Task item
Reproduce the full listing exactly.

Data listing
==================================================
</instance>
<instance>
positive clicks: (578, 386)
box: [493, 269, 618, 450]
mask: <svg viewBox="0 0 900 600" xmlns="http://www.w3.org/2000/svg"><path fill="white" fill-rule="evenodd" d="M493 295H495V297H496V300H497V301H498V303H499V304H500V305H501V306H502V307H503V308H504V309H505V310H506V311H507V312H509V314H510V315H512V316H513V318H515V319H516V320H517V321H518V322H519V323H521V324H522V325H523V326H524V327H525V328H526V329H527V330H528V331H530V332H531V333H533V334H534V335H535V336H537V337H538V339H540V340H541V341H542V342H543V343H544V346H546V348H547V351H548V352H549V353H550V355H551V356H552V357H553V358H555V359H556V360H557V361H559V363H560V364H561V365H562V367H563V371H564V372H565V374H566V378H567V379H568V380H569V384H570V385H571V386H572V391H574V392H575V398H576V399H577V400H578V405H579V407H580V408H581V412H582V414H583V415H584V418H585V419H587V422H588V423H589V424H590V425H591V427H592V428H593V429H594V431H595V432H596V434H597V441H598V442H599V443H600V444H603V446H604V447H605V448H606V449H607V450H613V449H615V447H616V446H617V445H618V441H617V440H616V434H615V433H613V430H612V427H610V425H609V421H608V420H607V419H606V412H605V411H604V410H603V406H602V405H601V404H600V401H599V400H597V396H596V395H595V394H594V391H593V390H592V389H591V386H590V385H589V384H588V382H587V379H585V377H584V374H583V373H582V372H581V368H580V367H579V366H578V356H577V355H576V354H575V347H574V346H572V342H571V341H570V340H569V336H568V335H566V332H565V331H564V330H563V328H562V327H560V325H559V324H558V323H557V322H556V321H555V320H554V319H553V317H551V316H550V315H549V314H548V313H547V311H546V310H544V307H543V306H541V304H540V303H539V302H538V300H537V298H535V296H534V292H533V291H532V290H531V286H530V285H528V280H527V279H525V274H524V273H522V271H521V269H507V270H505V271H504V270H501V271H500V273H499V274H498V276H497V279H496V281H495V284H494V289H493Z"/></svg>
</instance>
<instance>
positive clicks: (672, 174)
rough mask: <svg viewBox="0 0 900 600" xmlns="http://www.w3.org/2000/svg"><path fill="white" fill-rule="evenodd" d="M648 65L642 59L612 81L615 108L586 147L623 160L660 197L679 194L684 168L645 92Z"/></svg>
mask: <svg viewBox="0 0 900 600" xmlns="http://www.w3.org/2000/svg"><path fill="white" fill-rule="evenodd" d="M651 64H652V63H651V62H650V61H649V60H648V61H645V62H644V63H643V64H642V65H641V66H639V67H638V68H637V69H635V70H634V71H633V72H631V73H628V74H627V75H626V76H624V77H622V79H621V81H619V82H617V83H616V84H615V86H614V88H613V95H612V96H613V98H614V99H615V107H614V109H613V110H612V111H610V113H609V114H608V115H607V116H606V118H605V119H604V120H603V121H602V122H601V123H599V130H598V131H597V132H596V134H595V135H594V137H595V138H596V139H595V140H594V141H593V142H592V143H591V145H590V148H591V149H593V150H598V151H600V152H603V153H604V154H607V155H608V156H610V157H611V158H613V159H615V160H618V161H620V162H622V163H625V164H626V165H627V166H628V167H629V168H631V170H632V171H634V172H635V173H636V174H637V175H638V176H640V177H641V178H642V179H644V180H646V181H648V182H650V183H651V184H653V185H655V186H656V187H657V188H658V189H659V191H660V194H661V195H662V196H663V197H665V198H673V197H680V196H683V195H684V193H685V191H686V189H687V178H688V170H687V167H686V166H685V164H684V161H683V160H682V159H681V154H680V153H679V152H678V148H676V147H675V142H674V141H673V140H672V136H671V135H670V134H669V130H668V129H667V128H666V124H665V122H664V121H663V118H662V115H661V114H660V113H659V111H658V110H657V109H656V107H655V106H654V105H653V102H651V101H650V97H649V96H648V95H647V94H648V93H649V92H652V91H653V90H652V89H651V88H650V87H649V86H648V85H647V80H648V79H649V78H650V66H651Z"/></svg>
==================================================
Your response
</instance>
<instance>
positive clicks: (578, 386)
box: [493, 269, 618, 450]
mask: <svg viewBox="0 0 900 600" xmlns="http://www.w3.org/2000/svg"><path fill="white" fill-rule="evenodd" d="M493 295H495V297H496V300H497V301H498V303H499V304H500V305H501V306H502V307H503V308H504V309H505V310H506V311H507V312H509V314H510V315H512V316H513V318H515V319H516V320H517V321H518V322H519V323H521V324H522V325H523V326H524V327H525V328H526V329H527V330H528V331H530V332H531V333H533V334H534V335H535V336H537V337H538V339H540V340H541V341H542V342H543V343H544V346H546V348H547V351H548V352H549V353H550V355H551V356H552V357H553V358H555V359H556V360H557V361H559V363H560V364H561V365H562V367H563V371H564V372H565V374H566V378H567V379H568V380H569V384H570V385H571V386H572V391H574V392H575V398H576V399H577V400H578V405H579V407H580V408H581V412H582V414H583V415H584V418H585V419H587V422H588V423H589V424H590V425H591V427H592V428H593V429H594V431H595V432H596V434H597V441H598V442H599V443H600V444H603V446H604V447H605V448H606V449H607V450H613V449H615V447H616V446H617V445H618V441H617V440H616V434H615V433H613V430H612V427H610V425H609V421H608V420H607V419H606V412H605V411H604V410H603V406H602V405H601V404H600V401H599V400H597V396H596V395H595V394H594V391H593V390H592V389H591V386H590V385H589V384H588V382H587V379H585V377H584V374H583V373H582V372H581V368H580V367H579V366H578V356H577V355H576V354H575V347H574V346H572V342H571V341H570V340H569V336H568V335H566V332H565V331H564V330H563V328H562V327H560V325H559V324H558V323H557V322H556V321H555V320H554V319H553V317H551V316H550V315H549V314H548V313H547V311H546V310H544V307H543V306H541V304H540V303H539V302H538V300H537V298H535V296H534V292H533V291H532V290H531V286H530V285H528V280H527V279H525V274H524V273H522V271H521V269H507V270H505V271H504V270H501V271H500V273H499V274H498V276H497V279H496V281H495V284H494V289H493Z"/></svg>
</instance>
<instance>
positive clicks: (672, 174)
rough mask: <svg viewBox="0 0 900 600" xmlns="http://www.w3.org/2000/svg"><path fill="white" fill-rule="evenodd" d="M648 65L642 59L612 81L615 108L586 147L623 160L660 197L679 194L684 168L645 92Z"/></svg>
mask: <svg viewBox="0 0 900 600" xmlns="http://www.w3.org/2000/svg"><path fill="white" fill-rule="evenodd" d="M651 64H652V63H651V62H650V61H649V60H648V61H645V62H644V63H643V64H642V65H641V66H639V67H638V68H637V69H635V70H634V71H633V72H631V73H628V74H627V75H626V76H624V77H622V79H621V81H619V82H617V83H616V84H615V86H614V88H613V95H612V96H613V98H614V99H615V107H614V109H613V110H612V111H610V113H609V114H608V115H607V116H606V118H605V119H604V120H603V121H602V122H601V123H599V130H598V131H597V132H596V134H595V135H594V137H595V138H596V139H595V140H594V141H593V142H592V143H591V145H590V148H591V149H593V150H598V151H600V152H603V153H604V154H607V155H608V156H610V157H611V158H613V159H615V160H618V161H620V162H622V163H625V164H626V165H627V166H628V167H629V168H631V170H632V171H634V172H635V173H636V174H637V175H638V176H640V177H641V178H642V179H644V180H646V181H648V182H650V183H651V184H653V185H655V186H656V187H657V188H658V189H659V191H660V194H661V195H662V196H663V197H665V198H673V197H680V196H683V195H684V193H685V191H686V189H687V178H688V170H687V167H686V166H685V164H684V161H683V160H682V159H681V154H680V153H679V152H678V148H676V147H675V142H674V141H673V140H672V136H671V135H670V134H669V130H668V129H667V128H666V124H665V122H664V121H663V118H662V115H661V114H660V113H659V111H658V110H657V109H656V107H655V106H654V105H653V102H651V101H650V97H649V96H648V95H647V94H648V93H649V92H652V91H653V90H652V89H651V88H650V87H649V86H648V85H647V80H648V79H649V78H650V66H651Z"/></svg>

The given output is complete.